### Given data

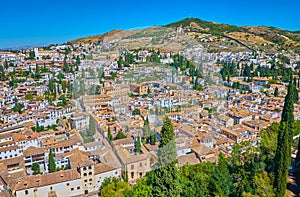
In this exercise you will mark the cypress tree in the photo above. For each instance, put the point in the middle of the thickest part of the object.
(138, 145)
(153, 138)
(283, 151)
(164, 179)
(146, 130)
(276, 92)
(52, 166)
(109, 135)
(298, 156)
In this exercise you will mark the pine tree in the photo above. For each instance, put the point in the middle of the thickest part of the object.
(276, 92)
(283, 152)
(52, 166)
(164, 179)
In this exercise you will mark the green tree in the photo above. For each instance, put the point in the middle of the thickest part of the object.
(29, 97)
(263, 185)
(92, 126)
(51, 164)
(109, 135)
(276, 92)
(283, 152)
(164, 179)
(146, 133)
(141, 189)
(138, 145)
(298, 156)
(222, 183)
(153, 138)
(136, 112)
(120, 135)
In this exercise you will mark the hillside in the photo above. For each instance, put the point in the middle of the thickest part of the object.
(95, 39)
(258, 37)
(220, 37)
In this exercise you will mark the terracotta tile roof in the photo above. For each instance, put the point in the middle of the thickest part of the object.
(29, 124)
(9, 148)
(188, 159)
(101, 168)
(19, 137)
(33, 151)
(47, 179)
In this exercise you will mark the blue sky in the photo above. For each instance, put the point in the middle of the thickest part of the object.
(41, 22)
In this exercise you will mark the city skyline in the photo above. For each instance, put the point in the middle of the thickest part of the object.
(58, 22)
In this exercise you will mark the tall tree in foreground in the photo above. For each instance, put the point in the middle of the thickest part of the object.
(164, 179)
(276, 92)
(52, 166)
(283, 151)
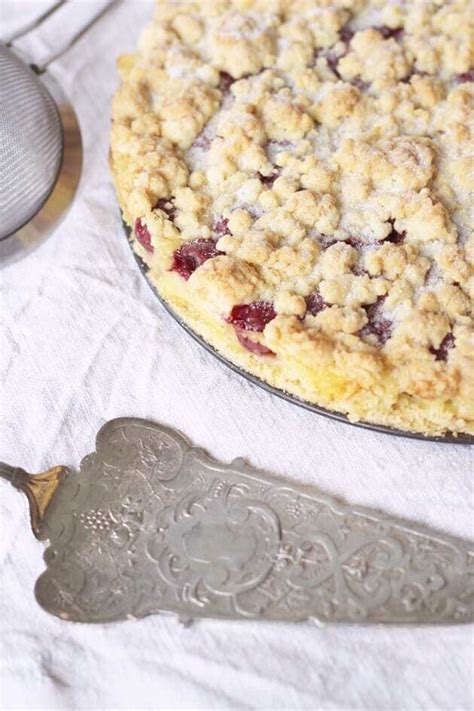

### Description of the task
Lay out every line of the data above as a numbered list, skipping any blank lines and leaving out the pictures.

### Reply
1. In this exercise you will mark the cypress tree in the photo above. For each instance, put the point in the middle of the thickest part of the object.
2. (138, 145)
3. (153, 138)
4. (283, 151)
5. (164, 179)
6. (146, 130)
7. (276, 92)
8. (52, 166)
9. (109, 135)
10. (298, 156)
11. In this exercise you will mark the pine tree in the photo above. For each instance, put the point in the middle of the thickest part of the object.
12. (276, 92)
13. (283, 152)
14. (52, 166)
15. (164, 179)
16. In this exercise you will mark the green tree in the photo above. For each instance, put the point in the middle of the thickest part of the object.
17. (29, 97)
18. (263, 185)
19. (92, 126)
20. (51, 164)
21. (109, 135)
22. (276, 92)
23. (283, 152)
24. (164, 179)
25. (146, 133)
26. (141, 189)
27. (138, 145)
28. (298, 156)
29. (222, 183)
30. (153, 138)
31. (136, 112)
32. (120, 135)
33. In this exercise you will mark the hillside in the photo above. For each instance, put the point in the middle of the thickest part of the object.
34. (95, 39)
35. (258, 37)
36. (220, 37)
37. In this exercise you will mark the terracotta tile roof in the photo above. For each instance, put the point in the middle of the thickest part of the object.
38. (29, 124)
39. (9, 148)
40. (188, 159)
41. (101, 168)
42. (19, 137)
43. (33, 151)
44. (47, 179)
45. In this exercise you will mark the blue sky in the photo above. For each instance, put the point in the middle of the thickest part of the object.
46. (41, 22)
47. In this exercise you will mark the city skyline in the photo above. For each instance, put the point in the middle of the thickest part of the object.
48. (58, 22)
49. In this exercise you will mark the tall tree in foreground in the photo above. For each instance, put the point in the middle of the thickest part of the object.
50. (164, 179)
51. (276, 92)
52. (52, 166)
53. (283, 151)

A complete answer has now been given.